Requirement: Leaving out all pictures, retype the records exactly.
++++
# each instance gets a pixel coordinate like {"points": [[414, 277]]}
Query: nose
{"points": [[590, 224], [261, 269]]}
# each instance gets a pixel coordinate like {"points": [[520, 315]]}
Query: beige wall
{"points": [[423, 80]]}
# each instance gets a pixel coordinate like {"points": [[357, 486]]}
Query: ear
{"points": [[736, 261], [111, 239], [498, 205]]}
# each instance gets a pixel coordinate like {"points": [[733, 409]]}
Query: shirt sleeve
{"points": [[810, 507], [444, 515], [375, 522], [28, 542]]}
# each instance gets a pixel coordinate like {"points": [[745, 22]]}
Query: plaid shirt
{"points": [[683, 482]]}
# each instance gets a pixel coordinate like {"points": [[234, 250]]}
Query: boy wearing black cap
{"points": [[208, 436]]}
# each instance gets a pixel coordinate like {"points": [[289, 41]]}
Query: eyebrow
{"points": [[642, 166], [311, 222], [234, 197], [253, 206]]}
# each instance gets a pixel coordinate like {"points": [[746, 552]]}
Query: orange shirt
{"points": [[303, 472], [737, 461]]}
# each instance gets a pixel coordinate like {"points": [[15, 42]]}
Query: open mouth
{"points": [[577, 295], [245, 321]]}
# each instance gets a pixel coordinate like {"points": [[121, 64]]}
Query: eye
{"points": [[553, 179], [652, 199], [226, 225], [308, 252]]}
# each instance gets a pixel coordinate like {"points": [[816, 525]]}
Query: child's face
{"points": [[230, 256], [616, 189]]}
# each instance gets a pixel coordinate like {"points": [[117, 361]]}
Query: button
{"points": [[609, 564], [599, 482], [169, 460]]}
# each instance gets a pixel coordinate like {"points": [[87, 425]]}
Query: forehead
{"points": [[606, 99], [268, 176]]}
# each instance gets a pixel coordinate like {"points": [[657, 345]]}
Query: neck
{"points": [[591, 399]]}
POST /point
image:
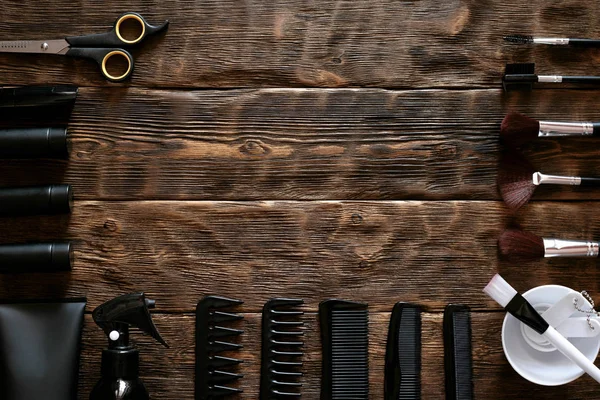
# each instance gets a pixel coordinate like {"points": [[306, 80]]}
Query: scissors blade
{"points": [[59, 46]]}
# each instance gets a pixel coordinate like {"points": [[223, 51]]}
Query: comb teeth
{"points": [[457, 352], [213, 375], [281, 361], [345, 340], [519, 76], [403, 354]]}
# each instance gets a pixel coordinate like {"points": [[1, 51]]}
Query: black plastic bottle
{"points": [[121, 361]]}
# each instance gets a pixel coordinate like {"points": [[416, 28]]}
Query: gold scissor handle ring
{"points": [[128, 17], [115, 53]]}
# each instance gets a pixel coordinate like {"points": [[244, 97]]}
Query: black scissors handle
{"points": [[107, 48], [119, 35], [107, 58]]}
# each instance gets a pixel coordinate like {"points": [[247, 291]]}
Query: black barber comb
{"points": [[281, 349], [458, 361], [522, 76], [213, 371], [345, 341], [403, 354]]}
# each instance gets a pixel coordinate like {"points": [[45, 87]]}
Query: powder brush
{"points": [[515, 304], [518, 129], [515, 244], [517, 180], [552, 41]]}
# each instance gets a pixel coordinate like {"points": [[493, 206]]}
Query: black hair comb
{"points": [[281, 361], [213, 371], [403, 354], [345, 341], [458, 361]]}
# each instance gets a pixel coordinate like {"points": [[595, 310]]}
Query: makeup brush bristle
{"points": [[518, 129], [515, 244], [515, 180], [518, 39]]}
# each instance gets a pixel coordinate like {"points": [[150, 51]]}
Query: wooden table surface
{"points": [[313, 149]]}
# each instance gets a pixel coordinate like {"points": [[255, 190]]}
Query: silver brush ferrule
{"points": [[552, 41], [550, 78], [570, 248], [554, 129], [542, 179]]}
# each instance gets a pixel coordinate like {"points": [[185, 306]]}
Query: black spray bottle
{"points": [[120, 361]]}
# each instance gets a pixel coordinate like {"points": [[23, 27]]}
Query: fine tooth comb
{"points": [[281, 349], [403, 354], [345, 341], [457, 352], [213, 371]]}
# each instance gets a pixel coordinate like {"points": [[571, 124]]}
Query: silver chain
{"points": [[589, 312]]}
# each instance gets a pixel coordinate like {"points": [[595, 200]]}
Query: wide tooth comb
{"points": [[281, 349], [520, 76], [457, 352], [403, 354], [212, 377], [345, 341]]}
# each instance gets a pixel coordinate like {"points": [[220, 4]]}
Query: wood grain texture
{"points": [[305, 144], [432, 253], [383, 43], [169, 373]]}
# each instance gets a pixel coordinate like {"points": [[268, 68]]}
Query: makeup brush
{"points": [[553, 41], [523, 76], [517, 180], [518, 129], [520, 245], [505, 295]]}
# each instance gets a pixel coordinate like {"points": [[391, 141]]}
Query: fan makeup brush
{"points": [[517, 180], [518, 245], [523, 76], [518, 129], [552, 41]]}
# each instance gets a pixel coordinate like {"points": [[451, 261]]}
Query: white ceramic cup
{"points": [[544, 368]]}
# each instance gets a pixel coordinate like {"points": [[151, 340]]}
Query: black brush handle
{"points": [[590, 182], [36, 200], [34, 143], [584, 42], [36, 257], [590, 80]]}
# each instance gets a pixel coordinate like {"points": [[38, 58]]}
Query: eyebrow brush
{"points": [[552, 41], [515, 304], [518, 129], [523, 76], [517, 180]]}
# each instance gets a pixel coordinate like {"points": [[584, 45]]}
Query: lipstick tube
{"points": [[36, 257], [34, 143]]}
++++
Answer section:
# each instance gets a pixel coordinate like {"points": [[414, 277]]}
Query: nose
{"points": [[590, 224], [261, 269]]}
# each instance gets a pixel coordinate like {"points": [[520, 315]]}
Query: beige wall
{"points": [[423, 80]]}
# each instance gets a pixel coordinate like {"points": [[357, 486]]}
Query: ear
{"points": [[736, 261], [111, 239], [498, 205]]}
# each instance gets a pixel coordinate like {"points": [[733, 409]]}
Query: shirt sleeve
{"points": [[810, 507], [444, 515], [375, 522], [28, 542]]}
# each instance gets a pixel coordinate like {"points": [[745, 22]]}
Query: plaid shirt
{"points": [[683, 482]]}
# each instance gets a pixel coordinate like {"points": [[234, 250]]}
Query: boy wearing black cap
{"points": [[208, 436]]}
# each instance gets a pixel coordinate like {"points": [[289, 41]]}
Query: eyebrow
{"points": [[642, 166], [311, 222], [234, 197], [253, 206]]}
# each instance gets a pixel coordinate like {"points": [[746, 552]]}
Query: orange shirt
{"points": [[303, 472], [737, 461]]}
# each instance gets a pixel coordinate like {"points": [[15, 42]]}
Query: open mouth
{"points": [[577, 295], [245, 321]]}
# each instance gets a pixel coordinate like {"points": [[121, 64]]}
Query: eye
{"points": [[553, 179], [652, 199], [226, 225], [308, 252]]}
# each instance gets a pixel coordinate like {"points": [[816, 525]]}
Query: child's face
{"points": [[230, 256], [616, 189]]}
# each instance gets a pixel coordinate like {"points": [[117, 361]]}
Query: button
{"points": [[609, 564], [599, 482], [169, 460]]}
# each instance gets a pixel coordinate like {"points": [[87, 425]]}
Query: forehead
{"points": [[606, 99], [268, 176]]}
# each instance gets a pixel coordinate like {"points": [[657, 345]]}
Query: neck
{"points": [[591, 399]]}
POST /point
image:
# each instance gets a pixel coordinate like {"points": [[306, 80]]}
Query: scissors blade
{"points": [[59, 46]]}
# each instance gets a pixel coordinate like {"points": [[223, 51]]}
Query: comb teeth
{"points": [[457, 352], [213, 375], [281, 361], [345, 340], [519, 76], [403, 354]]}
# each instance gets a pixel coordinate like {"points": [[1, 51]]}
Query: black plastic bottle
{"points": [[121, 361]]}
# each instance gets a pixel coordinate like {"points": [[416, 28]]}
Query: gold scissor handle ring
{"points": [[128, 17], [115, 53]]}
# each instance gets a pixel coordinate like {"points": [[244, 97]]}
Query: black scissors handle
{"points": [[107, 48], [119, 35], [107, 58]]}
# each instance gets a pixel coordinate like {"points": [[247, 291]]}
Query: black barber comb
{"points": [[281, 349], [458, 361], [522, 76], [213, 371], [345, 341], [403, 354]]}
# each instance gets a pixel coordinate like {"points": [[45, 87]]}
Query: powder brush
{"points": [[515, 304], [518, 129], [515, 244], [517, 180], [552, 41]]}
# each instance gets a pixel coordinate like {"points": [[493, 206]]}
Query: black hair comb
{"points": [[281, 361], [213, 371], [403, 354], [345, 341], [458, 361]]}
# each instance gets a pixel coordinate like {"points": [[595, 310]]}
Query: makeup brush bristle
{"points": [[518, 129], [515, 244], [515, 180], [518, 39]]}
# each instance gets a pixel coordinate like {"points": [[150, 51]]}
Query: wooden table surface
{"points": [[313, 149]]}
# each instance gets a pixel coordinate like {"points": [[255, 190]]}
Query: silver brush ferrule
{"points": [[552, 41], [550, 78], [570, 248], [554, 129], [542, 179]]}
# each instance gets a pixel coordinate like {"points": [[185, 306]]}
Query: black spray bottle
{"points": [[120, 361]]}
# each instance gets a pixel coordinate like {"points": [[23, 27]]}
Query: fine tooth comb
{"points": [[281, 349], [403, 354], [345, 341], [457, 352], [213, 371]]}
# each instance gets a pixel coordinate like {"points": [[571, 124]]}
Query: silver chain
{"points": [[589, 312]]}
# each instance gets a pixel coordinate like {"points": [[595, 200]]}
Query: wide tooth comb
{"points": [[281, 349], [520, 76], [457, 352], [403, 354], [212, 377], [345, 341]]}
# each instance gets a pixel coordinate like {"points": [[220, 4]]}
Query: wood grain texture
{"points": [[305, 144], [432, 253], [383, 43], [169, 373]]}
# each instance gets a pixel coordinate like {"points": [[268, 68]]}
Query: makeup brush
{"points": [[553, 41], [523, 76], [517, 180], [518, 129], [520, 245], [505, 295]]}
# each instance gets a pixel coordinate like {"points": [[391, 141]]}
Query: fan makeup brush
{"points": [[517, 180], [518, 245], [523, 76], [518, 129], [552, 41]]}
# each instance gets a pixel coordinate like {"points": [[451, 261]]}
Query: white ceramic cup
{"points": [[544, 368]]}
# each instance gets a pixel coordinate like {"points": [[151, 340]]}
Query: black brush handle
{"points": [[590, 182], [36, 200], [34, 143], [584, 42], [36, 257], [590, 80]]}
# each instance gets a pixel coordinate like {"points": [[38, 58]]}
Query: eyebrow brush
{"points": [[552, 41], [515, 304], [518, 129], [523, 76], [517, 180]]}
# each instance gets a pixel coordinate like {"points": [[584, 45]]}
Query: lipstick tube
{"points": [[36, 257], [34, 143]]}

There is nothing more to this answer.